Reading passage →

-*-*-

The Tully Lough Cross was found by a diver in July 1986 at the bed of Tully Lough, County Roscommon, near a crannog (an artificial island used for dwelling). The divers failed, as required by law, to report the finding to the Irish government, and attempted to sell the item to a number of American museums. The Irish government learned of the sale when the J. Paul Getty Museum in California notified the National Museum of Ireland (NMI) that they had been contacted via a letter by "a lady in Massachusetts ... acting on behalf of two friends". She said she felt that, "a modest request would be 1.75 million dollars", before adding that she wanted the offer "kept in the utmost confidence".

-*-*-

Dataset entries →
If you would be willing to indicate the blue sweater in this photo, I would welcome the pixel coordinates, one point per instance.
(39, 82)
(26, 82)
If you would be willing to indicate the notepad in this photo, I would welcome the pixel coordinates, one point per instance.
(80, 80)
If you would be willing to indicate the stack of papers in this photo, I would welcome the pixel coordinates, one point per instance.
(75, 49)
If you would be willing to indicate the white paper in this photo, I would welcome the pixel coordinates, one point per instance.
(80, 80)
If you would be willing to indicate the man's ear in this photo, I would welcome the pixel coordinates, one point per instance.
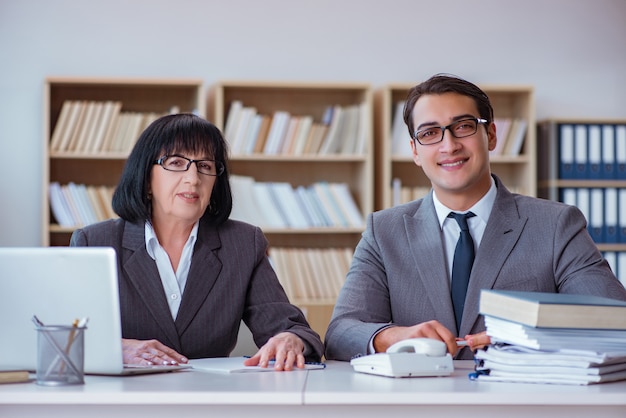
(492, 138)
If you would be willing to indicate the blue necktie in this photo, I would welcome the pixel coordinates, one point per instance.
(462, 265)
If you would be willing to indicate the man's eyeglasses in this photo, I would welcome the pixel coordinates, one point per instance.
(180, 163)
(459, 129)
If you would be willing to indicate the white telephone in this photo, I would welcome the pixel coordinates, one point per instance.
(413, 357)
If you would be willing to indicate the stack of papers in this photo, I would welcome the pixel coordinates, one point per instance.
(511, 363)
(551, 338)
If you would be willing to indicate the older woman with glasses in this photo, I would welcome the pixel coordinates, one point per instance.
(188, 275)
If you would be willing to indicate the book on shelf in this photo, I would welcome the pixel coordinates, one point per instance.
(107, 119)
(111, 128)
(259, 142)
(333, 138)
(341, 193)
(349, 133)
(302, 134)
(400, 138)
(14, 376)
(252, 134)
(515, 137)
(83, 135)
(329, 204)
(555, 310)
(311, 274)
(286, 147)
(503, 127)
(58, 205)
(232, 121)
(61, 125)
(78, 125)
(246, 130)
(280, 205)
(277, 132)
(315, 139)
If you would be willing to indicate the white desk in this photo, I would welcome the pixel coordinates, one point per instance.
(335, 391)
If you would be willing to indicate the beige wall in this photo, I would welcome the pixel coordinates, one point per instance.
(572, 51)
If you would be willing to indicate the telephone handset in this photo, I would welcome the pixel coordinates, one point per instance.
(427, 346)
(408, 358)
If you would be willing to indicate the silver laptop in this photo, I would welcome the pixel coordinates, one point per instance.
(58, 285)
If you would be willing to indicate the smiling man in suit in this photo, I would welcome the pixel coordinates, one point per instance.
(404, 281)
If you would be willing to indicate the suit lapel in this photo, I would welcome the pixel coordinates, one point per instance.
(426, 244)
(501, 234)
(204, 271)
(144, 276)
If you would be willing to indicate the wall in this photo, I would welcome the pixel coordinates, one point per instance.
(572, 51)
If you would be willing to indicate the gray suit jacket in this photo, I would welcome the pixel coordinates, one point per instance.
(230, 279)
(399, 274)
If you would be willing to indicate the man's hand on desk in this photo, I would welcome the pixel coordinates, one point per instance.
(150, 352)
(476, 341)
(285, 348)
(431, 329)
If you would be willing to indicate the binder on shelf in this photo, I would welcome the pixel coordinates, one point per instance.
(581, 156)
(608, 152)
(621, 267)
(610, 215)
(611, 259)
(594, 145)
(568, 196)
(582, 202)
(620, 151)
(621, 205)
(566, 151)
(596, 222)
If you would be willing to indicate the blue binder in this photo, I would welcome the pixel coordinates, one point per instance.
(566, 151)
(581, 152)
(608, 152)
(594, 147)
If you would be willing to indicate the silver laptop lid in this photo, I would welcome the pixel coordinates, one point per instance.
(60, 284)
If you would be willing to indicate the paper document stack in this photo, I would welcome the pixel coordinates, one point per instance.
(521, 351)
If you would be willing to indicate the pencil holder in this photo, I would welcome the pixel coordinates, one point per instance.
(60, 355)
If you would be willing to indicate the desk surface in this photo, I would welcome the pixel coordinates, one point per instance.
(335, 390)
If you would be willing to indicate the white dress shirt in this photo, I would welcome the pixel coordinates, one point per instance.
(173, 282)
(476, 224)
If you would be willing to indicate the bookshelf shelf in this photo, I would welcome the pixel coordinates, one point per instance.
(583, 162)
(353, 169)
(88, 165)
(518, 172)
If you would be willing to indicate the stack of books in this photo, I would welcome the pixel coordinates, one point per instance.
(552, 338)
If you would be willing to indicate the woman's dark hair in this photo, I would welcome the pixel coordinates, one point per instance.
(180, 133)
(445, 83)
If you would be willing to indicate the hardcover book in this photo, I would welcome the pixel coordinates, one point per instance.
(554, 310)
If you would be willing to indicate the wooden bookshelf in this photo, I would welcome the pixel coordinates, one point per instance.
(102, 168)
(586, 174)
(353, 169)
(518, 172)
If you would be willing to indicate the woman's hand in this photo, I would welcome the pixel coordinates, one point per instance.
(150, 352)
(285, 348)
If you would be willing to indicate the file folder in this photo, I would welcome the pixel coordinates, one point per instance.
(594, 146)
(581, 162)
(566, 151)
(608, 152)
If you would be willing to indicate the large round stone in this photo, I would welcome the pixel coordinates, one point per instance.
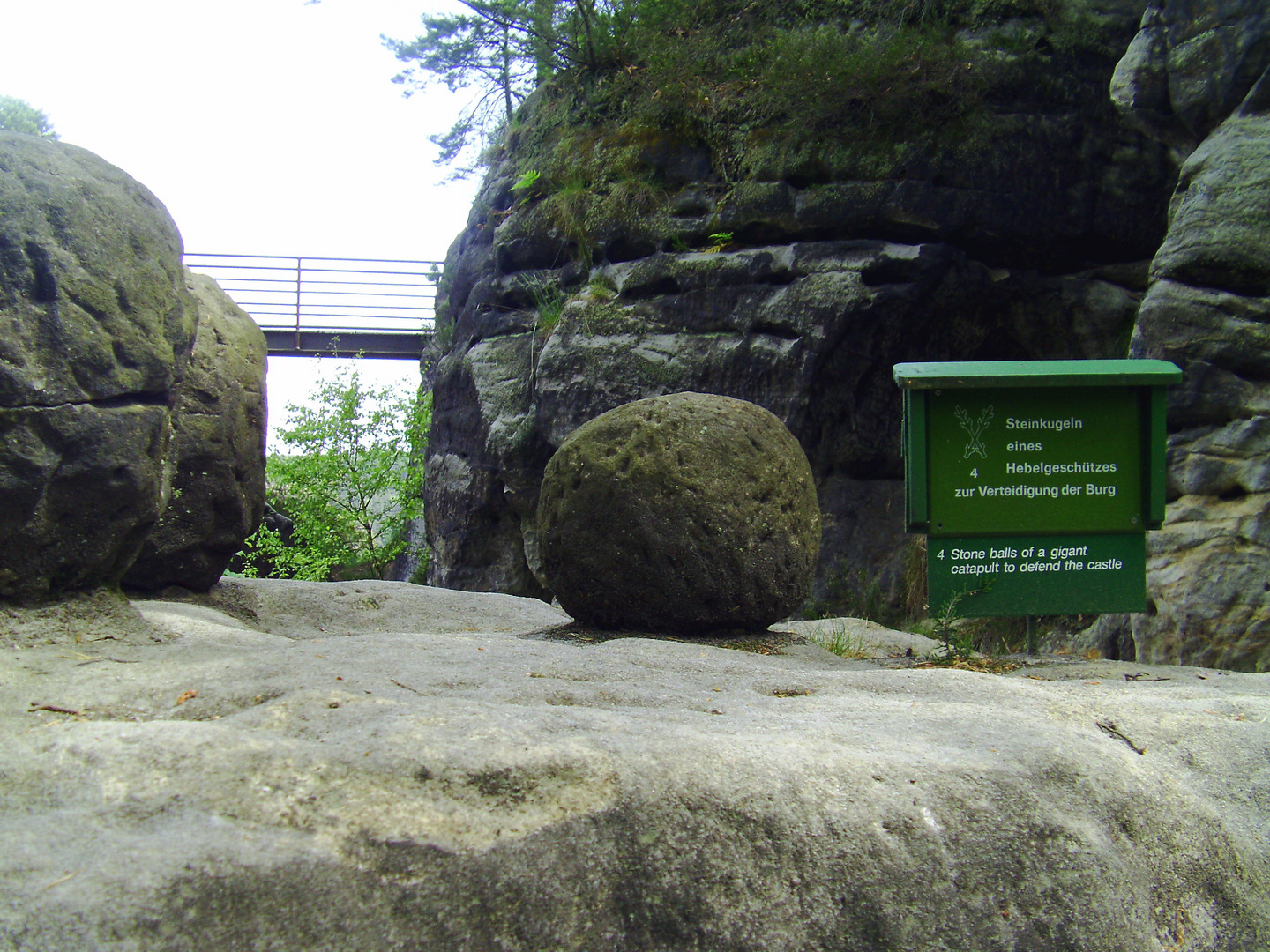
(680, 513)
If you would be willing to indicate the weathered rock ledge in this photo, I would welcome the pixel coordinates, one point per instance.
(381, 766)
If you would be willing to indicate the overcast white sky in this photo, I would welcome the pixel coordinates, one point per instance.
(265, 126)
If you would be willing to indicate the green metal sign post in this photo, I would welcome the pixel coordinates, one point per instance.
(1035, 481)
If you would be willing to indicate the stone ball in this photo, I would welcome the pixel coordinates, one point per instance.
(690, 512)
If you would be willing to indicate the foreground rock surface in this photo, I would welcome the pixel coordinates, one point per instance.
(369, 787)
(97, 329)
(217, 490)
(680, 513)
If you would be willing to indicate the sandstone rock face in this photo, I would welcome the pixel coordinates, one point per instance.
(1208, 309)
(217, 492)
(680, 513)
(823, 286)
(1191, 66)
(407, 790)
(98, 328)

-*-*-

Resume the passage on the Tully Lough Cross, starting right after its final sentence. None of the rows are needed for this work.

Exercise answer →
Dr Michael Ryan, then Keeper of Irish Antiquities at the NMI, informed the Getty that the cross had been "illicitly excavated from an Irish site ... and represents part of a pattern of plundering of our heritage which is currently the subject of a top-level investigation". The investigation eventually led to one of the discoverers being convicted in the Athlone District Court, after the Irish Government, at the request of the NMI, "decided to get tough with metal detectors and treasure hunters".

The attempted sale led to a change in Irish law after the T.D. Tom Enright brought an amendment to the Irish Constitution prohibiting the foreign sale of historically significant heritage artefacts, and raised the minimal penalty from £50 to £50,000, or six months in prison.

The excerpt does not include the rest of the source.